Day Ten: Tiferet of Gevurah, Beauty at the Heart of Strength

WES Counts the Omer:  April 20, 2017

  Chesed Gevurah Tiferet Netzach Hod Yesod Malkhut
Chesed April 11 April 12 April 13 April 14 April 15 April 16 April 17
Gevurah April 18 April 19 April 20        
Tiferet              
Netzach              
Hod              
Yesod              
Malkhut              

Day Ten:  Tiferet of Gevurah,  Beauty at the Heart of Strength

In a conversation some time ago, someone who was asked about balancing work and a personal life instead talked about finding harmony in all of her life.  Perhaps that can give us insight into what we might mean by beauty at the heart of strength.  Perhaps we might look for harmony so that our strength and our restraint are part of an integrated whole, not experienced as abrupt curbs to our actions.

• [Entries provided]

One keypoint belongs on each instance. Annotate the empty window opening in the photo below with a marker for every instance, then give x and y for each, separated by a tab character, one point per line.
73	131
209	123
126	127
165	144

• [Set task]
Please explain, in one to three sentences, why the Omer reflection for Day Ten suggests looking for harmony. The lines above come from a separate source.

• [Response to this exercise]
It suggests looking for harmony so that strength and restraint become part of an integrated whole. They would then not be experienced as abrupt curbs to one's actions.